* **Anforderungen**:
1. Nennen Sie alle Länder und Gebiete, die der Textauszug zu den PEM-Ursprungsregeln unten als Handelspartner mit vereinfachten Ursprungsregeln ausdrücklich aufzählt.
2. Seit welchem Datum gelten laut dem Textauszug zu den PEM-Ursprungsregeln die vereinfachten Ursprungsregeln?
3. Setzen Sie den Textauszug zu den PEM-Ursprungsregeln im Anschluss an seinen letzten Satz fort.

* **Textauszug**:
Pan-Europa-Mittelmeer-Zone: ATLAS-Codierungsanforderungen für neue Ursprungsregeln

Unternehmen, die Waren mit der Schweiz, Norwegen, Island, den Faröer-Inseln, Jordanien oder Albanien austauschen, profitieren seit dem 1. September 2021 von vereinfachten Ursprungsregeln.
Die EU-Mitglieder und 22 weitere Partner – darunter etwa die EFTA-Staaten, die Mittelmeeranrainer, die westlichen Balkanstaaten oder die Türkei – hatten sich im "Regionalen Übereinkommen über Pan-Europa-Mittelmeer-Präferenzursprungsregeln", kurz PEM, auf modernisierte Ursprungsregeln geeinigt.

* **Bereitgestelltes Material**:
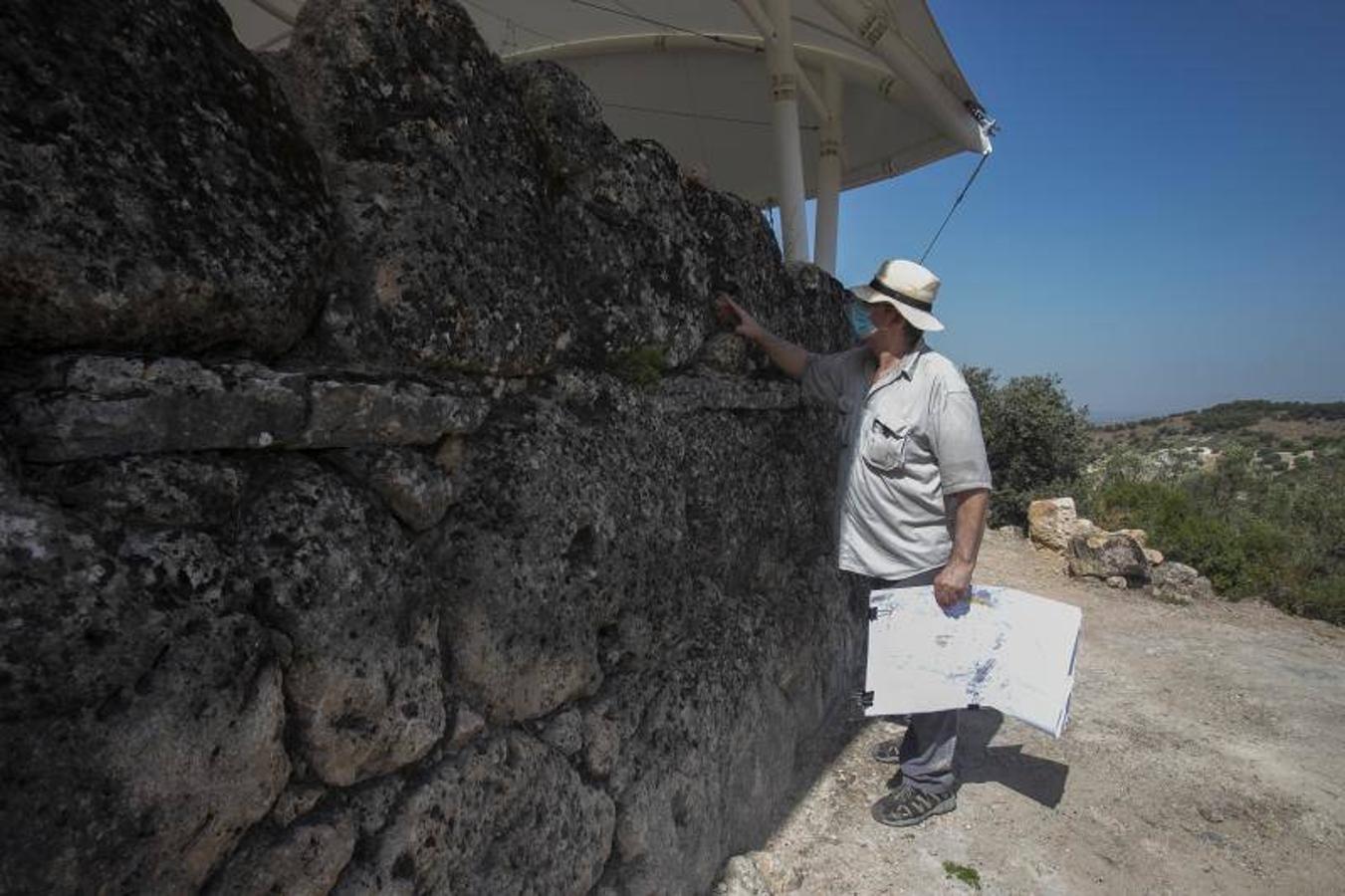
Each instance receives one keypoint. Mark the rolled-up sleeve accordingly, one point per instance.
(824, 377)
(957, 441)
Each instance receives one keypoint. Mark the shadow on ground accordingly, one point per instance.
(1038, 780)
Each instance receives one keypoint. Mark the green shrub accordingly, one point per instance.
(1035, 440)
(640, 366)
(1279, 536)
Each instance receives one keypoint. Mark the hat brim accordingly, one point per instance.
(920, 319)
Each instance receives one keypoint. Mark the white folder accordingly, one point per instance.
(1003, 647)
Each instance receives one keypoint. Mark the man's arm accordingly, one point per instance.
(785, 354)
(968, 510)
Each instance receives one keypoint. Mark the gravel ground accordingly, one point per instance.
(1206, 753)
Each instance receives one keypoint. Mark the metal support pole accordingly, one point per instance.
(828, 172)
(785, 121)
(762, 22)
(874, 29)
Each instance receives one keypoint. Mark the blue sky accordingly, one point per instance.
(1162, 222)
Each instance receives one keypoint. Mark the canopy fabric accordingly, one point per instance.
(708, 100)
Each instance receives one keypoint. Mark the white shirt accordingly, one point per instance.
(905, 443)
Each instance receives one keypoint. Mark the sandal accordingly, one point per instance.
(886, 753)
(907, 806)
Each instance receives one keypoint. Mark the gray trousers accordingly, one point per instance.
(931, 739)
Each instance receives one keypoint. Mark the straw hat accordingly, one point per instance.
(907, 287)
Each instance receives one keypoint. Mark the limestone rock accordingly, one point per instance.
(298, 799)
(565, 732)
(1052, 523)
(467, 724)
(403, 103)
(476, 823)
(1138, 535)
(742, 877)
(140, 717)
(167, 490)
(724, 351)
(385, 413)
(413, 487)
(95, 406)
(156, 190)
(305, 860)
(565, 508)
(1179, 582)
(1108, 555)
(339, 578)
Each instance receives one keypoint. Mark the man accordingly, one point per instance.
(914, 485)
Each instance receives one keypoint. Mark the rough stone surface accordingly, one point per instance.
(506, 816)
(1179, 582)
(413, 487)
(1053, 521)
(586, 248)
(742, 877)
(155, 190)
(305, 860)
(605, 489)
(97, 405)
(510, 576)
(337, 577)
(1108, 555)
(140, 717)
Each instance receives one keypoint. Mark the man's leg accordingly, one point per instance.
(931, 738)
(927, 751)
(928, 784)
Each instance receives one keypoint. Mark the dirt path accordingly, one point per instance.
(1206, 753)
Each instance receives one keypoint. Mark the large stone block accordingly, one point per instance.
(155, 190)
(508, 815)
(303, 860)
(336, 573)
(140, 717)
(600, 497)
(99, 406)
(1107, 555)
(1053, 521)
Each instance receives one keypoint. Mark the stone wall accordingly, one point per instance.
(381, 509)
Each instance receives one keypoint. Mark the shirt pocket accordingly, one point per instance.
(885, 445)
(845, 420)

* **Ergebnisse je Aufgabe**:
1. Schweiz, Norwegen, Island, Faröer-Inseln, Jordanien, Albanien

2. Seit dem 1. September 2021.

3.
In Kraft treten getreten sind die neuen PEM-Ursprungsregeln am 1. September 2021, zunächst allerdings nur mit der Schweiz, Norwegen, Island, den Faröer-Inseln, Jordanien und Albanien. Die EU geht davon aus, dass die übrigen PEM-Länder bis Ende 2021/Anfang 2022 nachziehen. Lediglich Marokko, Algerien und Syrien haben den neuen Regeln bislang nicht zugestimmt. Dort, wo sie gelten, erleichtern es die neuen Vorschriften den Unternehmen erheblich, den präferenziellen Ursprung zu erreichen und damit im gegenseitigen Warenverkehr Zölle zu sparen.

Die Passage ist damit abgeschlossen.